◆ **Stated problem**: Please rewrite the data below, substituting "locator" for every "pointer" and leaving everything else as it is.

◆ **Provided information**:
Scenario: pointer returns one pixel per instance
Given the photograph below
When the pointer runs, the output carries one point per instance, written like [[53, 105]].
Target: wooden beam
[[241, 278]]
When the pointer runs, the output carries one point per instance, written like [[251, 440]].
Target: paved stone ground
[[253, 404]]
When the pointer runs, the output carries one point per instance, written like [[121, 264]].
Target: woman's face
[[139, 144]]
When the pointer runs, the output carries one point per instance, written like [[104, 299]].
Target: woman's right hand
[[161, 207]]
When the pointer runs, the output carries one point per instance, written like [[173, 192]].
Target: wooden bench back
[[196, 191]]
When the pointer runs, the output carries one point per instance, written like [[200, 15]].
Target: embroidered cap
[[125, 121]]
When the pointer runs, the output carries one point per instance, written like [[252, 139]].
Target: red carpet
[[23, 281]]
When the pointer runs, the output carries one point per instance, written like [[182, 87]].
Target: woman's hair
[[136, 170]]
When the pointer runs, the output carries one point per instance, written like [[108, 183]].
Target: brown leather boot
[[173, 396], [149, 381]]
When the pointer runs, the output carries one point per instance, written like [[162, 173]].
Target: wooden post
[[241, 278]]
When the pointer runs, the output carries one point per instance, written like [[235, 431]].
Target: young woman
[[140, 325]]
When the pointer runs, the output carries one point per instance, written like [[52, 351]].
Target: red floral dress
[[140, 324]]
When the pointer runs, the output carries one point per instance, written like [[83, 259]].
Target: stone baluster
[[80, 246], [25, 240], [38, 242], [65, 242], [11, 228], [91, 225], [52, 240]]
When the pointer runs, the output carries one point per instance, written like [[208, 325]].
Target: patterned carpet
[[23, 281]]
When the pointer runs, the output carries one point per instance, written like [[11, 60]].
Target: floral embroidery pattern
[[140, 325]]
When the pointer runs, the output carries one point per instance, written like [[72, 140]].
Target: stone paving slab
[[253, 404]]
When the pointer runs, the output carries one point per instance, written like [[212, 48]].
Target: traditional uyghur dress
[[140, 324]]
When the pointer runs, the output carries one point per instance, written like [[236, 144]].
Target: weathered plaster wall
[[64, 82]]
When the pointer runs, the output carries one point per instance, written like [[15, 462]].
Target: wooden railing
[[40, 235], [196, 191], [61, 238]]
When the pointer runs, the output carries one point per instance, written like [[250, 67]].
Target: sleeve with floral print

◆ **Answer to the problem**:
Scenario: locator returns one pixel per instance
Given the photograph below
When the locator runs, the output carries one point per instance, written like [[53, 105]].
Target: wooden beam
[[241, 278]]
When the locator runs, the output carries one point per instance, written like [[251, 440]].
Target: paved stone ground
[[253, 404]]
When the locator runs, the output carries one point per instance, written like [[121, 264]].
Target: woman's face
[[139, 144]]
When the locator runs, the output carries one point per instance, written like [[104, 299]].
Target: woman's right hand
[[161, 207]]
When the locator runs, the output carries one point per instance, written like [[173, 192]].
Target: wooden bench back
[[196, 191]]
When the locator runs, the output carries one point per instance, written like [[200, 15]].
Target: embroidered cap
[[125, 121]]
When the locator runs, the output carries one point per instance, written like [[252, 139]].
Target: red carpet
[[23, 281]]
When the locator runs, the output carries one point per instance, written like [[182, 87]].
Target: woman's hair
[[136, 170]]
When the locator runs, the output carries one point per instance, written like [[108, 183]].
Target: brown leather boot
[[173, 396], [149, 381]]
When the locator runs, the output carries one point per instance, written like [[162, 173]].
Target: wooden post
[[241, 278]]
When the locator runs, the output carries one point per instance, written like [[235, 431]].
Target: young woman
[[140, 325]]
When the locator runs, the output carries one point per instance, written like [[52, 351]].
Target: red floral dress
[[140, 324]]
When the locator runs, the output carries one point per instance, written like [[83, 259]].
Target: stone baluster
[[80, 246], [25, 240], [38, 242], [65, 242], [11, 228], [91, 225], [52, 240]]
When the locator runs, the output carries one point per instance, written like [[208, 325]].
Target: patterned carpet
[[23, 281]]
When the locator runs, the output carries one point per instance, written like [[11, 60]].
Target: floral embroidery pattern
[[140, 325]]
When the locator runs, the output carries one point per instance, written like [[72, 140]].
Target: stone paving slab
[[253, 404]]
When the locator runs, the output carries one point per instance, written like [[212, 48]].
Target: traditional uyghur dress
[[140, 324]]
When the locator runs, the output carries one point per instance, written like [[236, 144]].
Target: weathered plaster wall
[[64, 82]]
When the locator runs, the output carries one point per instance, written like [[15, 462]].
Target: wooden railing
[[40, 235], [196, 191], [61, 238]]
When the locator runs, the output carries one point per instance, written like [[250, 67]].
Target: sleeve with floral print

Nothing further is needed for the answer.